━━━ Data shown
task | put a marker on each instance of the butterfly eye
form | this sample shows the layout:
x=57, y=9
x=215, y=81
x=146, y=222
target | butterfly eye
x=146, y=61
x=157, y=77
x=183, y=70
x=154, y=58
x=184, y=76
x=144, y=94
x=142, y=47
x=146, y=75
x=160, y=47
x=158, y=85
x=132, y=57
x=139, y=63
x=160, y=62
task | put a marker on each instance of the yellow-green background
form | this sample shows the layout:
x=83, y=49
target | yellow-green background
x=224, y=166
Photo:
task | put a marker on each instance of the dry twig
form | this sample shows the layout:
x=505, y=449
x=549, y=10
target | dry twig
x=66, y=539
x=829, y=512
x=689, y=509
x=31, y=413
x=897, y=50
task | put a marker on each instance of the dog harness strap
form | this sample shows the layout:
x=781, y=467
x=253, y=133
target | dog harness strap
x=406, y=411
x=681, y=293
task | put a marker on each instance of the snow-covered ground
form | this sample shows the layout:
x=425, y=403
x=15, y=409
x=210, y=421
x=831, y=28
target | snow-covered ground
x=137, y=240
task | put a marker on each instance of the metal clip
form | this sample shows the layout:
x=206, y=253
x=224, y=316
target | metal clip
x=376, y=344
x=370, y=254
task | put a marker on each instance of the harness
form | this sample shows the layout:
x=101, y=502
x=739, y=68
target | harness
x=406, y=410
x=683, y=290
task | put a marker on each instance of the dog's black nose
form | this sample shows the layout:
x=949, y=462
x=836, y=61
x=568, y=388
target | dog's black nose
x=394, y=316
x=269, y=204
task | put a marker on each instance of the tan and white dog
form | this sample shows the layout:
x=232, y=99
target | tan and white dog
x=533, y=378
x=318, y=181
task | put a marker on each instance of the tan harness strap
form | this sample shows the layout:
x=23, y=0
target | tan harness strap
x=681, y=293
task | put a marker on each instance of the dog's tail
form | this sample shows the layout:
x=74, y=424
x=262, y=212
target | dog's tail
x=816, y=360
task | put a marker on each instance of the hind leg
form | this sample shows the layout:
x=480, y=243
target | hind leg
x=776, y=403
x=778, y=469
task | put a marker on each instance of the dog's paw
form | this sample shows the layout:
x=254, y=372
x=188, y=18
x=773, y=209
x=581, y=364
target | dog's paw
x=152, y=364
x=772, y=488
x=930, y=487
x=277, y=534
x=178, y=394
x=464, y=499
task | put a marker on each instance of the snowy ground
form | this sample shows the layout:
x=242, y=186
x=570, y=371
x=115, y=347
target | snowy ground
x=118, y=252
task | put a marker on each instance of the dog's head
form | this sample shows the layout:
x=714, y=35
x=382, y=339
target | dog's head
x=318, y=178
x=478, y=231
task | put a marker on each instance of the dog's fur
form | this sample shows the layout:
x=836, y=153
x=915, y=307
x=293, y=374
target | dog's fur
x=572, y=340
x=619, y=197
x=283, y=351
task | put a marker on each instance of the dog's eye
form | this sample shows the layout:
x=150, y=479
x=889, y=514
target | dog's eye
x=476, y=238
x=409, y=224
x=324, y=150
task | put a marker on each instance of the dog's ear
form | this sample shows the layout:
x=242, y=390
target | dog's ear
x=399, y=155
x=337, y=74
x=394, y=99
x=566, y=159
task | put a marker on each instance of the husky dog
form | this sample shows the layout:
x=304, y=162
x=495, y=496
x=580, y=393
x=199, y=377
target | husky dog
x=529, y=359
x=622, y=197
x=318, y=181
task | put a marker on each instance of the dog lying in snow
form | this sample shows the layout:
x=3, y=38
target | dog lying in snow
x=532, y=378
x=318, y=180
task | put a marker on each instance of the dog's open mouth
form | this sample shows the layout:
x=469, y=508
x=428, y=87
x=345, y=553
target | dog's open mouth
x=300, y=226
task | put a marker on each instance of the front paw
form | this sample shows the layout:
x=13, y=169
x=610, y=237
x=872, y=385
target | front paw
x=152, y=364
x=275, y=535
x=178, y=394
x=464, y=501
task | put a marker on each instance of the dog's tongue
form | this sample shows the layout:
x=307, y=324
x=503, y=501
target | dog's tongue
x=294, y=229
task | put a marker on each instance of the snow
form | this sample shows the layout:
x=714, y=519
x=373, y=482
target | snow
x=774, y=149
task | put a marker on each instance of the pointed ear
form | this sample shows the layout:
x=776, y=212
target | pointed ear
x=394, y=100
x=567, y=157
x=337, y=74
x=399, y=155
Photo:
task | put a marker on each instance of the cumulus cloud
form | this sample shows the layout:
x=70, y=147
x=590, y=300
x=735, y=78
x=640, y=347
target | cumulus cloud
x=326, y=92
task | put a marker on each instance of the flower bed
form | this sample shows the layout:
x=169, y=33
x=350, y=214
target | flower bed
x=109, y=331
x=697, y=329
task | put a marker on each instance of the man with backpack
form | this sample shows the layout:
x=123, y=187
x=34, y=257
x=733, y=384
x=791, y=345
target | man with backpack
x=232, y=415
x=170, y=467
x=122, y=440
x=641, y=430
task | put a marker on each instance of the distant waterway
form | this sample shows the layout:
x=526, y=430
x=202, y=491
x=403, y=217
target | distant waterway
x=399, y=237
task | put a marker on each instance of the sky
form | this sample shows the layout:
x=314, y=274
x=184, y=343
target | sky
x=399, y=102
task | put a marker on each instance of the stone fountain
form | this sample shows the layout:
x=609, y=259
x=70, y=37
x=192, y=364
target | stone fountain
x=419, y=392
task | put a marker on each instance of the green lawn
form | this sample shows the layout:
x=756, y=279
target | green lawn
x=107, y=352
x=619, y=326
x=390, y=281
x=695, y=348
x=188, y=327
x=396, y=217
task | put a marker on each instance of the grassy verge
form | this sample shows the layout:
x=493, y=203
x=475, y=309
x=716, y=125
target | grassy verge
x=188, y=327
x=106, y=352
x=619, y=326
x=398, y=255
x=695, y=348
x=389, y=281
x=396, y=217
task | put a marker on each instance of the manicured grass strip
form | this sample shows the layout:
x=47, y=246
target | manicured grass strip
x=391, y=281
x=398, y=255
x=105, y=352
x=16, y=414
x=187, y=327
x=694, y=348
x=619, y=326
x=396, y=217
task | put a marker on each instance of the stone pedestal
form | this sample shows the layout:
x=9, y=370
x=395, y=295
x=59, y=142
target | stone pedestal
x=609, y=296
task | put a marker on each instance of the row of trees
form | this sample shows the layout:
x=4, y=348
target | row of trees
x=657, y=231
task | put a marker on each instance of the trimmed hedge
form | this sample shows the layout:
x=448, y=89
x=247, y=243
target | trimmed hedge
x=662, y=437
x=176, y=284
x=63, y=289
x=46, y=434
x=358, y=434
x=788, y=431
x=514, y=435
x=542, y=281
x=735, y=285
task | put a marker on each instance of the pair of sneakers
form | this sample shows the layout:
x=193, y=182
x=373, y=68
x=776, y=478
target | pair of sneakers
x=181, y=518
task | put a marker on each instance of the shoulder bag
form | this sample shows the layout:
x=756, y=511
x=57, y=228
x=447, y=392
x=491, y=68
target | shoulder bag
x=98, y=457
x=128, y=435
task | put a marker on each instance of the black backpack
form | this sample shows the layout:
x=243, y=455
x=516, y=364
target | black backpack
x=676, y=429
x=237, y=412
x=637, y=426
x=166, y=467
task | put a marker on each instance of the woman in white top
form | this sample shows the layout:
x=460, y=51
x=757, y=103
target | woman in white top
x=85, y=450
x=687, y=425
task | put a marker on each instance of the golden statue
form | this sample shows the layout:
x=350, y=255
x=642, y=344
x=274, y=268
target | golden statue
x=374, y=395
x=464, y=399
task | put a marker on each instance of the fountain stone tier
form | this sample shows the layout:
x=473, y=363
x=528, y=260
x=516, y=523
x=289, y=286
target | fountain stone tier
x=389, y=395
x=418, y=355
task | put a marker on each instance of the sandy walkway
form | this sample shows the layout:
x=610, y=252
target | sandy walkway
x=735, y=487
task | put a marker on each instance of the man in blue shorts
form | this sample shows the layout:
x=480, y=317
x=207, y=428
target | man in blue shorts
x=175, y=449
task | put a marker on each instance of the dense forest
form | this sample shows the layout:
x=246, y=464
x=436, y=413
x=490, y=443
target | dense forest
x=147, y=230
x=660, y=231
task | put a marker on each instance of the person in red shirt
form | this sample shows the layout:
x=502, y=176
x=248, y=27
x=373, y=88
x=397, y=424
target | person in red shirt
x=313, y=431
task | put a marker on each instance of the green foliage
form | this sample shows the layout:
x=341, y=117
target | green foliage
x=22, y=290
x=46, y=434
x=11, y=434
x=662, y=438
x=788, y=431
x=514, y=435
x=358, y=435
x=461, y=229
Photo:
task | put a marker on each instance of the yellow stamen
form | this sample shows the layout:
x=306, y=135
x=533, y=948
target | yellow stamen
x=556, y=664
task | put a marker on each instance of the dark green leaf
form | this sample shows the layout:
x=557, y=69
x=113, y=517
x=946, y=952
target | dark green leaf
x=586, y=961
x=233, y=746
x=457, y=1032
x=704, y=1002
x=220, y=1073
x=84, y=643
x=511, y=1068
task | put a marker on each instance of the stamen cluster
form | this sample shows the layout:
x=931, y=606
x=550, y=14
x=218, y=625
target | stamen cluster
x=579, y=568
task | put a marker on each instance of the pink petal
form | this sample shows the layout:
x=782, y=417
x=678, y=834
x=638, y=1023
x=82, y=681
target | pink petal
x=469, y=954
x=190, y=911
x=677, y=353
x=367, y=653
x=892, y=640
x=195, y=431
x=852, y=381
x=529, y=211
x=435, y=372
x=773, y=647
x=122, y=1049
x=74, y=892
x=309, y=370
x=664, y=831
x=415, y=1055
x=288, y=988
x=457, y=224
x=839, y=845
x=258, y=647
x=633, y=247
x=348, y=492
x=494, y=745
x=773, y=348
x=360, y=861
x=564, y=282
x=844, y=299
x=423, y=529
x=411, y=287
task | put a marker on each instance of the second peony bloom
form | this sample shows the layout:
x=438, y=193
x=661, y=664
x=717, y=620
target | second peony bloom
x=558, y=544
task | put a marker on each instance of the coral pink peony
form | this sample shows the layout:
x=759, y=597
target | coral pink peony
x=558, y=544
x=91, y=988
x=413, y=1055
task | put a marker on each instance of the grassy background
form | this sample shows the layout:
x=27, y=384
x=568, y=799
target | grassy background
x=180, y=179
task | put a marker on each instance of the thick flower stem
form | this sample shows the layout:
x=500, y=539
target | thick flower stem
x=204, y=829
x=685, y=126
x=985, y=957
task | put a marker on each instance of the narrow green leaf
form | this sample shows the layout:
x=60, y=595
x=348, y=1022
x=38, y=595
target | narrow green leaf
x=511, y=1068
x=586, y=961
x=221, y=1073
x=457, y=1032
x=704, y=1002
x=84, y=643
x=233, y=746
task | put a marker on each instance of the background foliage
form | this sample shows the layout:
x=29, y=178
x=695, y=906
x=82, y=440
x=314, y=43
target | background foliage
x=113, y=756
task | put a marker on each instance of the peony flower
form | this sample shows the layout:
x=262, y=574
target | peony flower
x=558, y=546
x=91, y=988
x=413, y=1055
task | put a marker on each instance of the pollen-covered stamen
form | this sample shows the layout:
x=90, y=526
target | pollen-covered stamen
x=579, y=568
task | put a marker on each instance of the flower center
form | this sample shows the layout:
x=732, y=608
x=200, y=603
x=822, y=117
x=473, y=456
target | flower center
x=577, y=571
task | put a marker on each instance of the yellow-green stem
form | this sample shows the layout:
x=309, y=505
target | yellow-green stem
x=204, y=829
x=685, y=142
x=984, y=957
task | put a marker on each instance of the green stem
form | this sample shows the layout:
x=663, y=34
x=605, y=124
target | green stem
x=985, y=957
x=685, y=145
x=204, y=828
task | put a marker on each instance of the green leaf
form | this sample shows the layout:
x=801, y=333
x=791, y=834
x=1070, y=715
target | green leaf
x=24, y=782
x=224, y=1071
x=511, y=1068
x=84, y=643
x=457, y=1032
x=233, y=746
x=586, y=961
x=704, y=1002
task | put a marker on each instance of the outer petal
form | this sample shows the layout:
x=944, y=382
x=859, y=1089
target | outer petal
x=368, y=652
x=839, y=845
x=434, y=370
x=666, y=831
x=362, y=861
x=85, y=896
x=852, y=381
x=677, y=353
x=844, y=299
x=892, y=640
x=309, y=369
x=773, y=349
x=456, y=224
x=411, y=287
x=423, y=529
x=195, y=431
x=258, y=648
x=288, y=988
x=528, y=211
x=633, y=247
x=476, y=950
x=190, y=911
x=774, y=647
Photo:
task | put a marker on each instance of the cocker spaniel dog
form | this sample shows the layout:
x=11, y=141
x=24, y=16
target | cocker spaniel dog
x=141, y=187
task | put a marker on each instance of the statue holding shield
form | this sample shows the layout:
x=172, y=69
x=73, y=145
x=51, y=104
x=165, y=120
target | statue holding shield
━━━━━━
- _Work to complete_
Repeat the material from the line with "task | put a marker on each instance of the hind" up to and including the line with "x=566, y=159".

- _Answer below_
task | put a marker on each instance of the hind leg
form | this sample shows the layout:
x=480, y=243
target | hind leg
x=776, y=403
x=778, y=469
task | put a marker on each instance of the dog's paw
form | this sample shows the layout:
x=254, y=372
x=188, y=18
x=773, y=209
x=581, y=364
target | dog's paw
x=152, y=364
x=772, y=488
x=930, y=487
x=277, y=534
x=178, y=394
x=464, y=499
task | put a marker on each instance of the snowy ground
form | this sample shows the layout:
x=242, y=186
x=570, y=371
x=115, y=347
target | snowy ground
x=118, y=252
task | put a marker on each instance of the dog's head
form | this sample shows the layout:
x=714, y=35
x=382, y=339
target | dog's head
x=318, y=178
x=478, y=231
task | put a marker on each instance of the dog's fur
form | this sample shows the layout:
x=836, y=153
x=915, y=307
x=293, y=374
target | dog's fur
x=572, y=340
x=619, y=197
x=283, y=351
task | put a marker on each instance of the dog's eye
form | this sample shows the layout:
x=150, y=479
x=889, y=514
target | dog's eye
x=476, y=238
x=409, y=224
x=324, y=150
task | put a marker on each instance of the dog's ear
form | this sample shows the layout:
x=242, y=390
target | dog's ear
x=399, y=155
x=337, y=74
x=394, y=99
x=566, y=159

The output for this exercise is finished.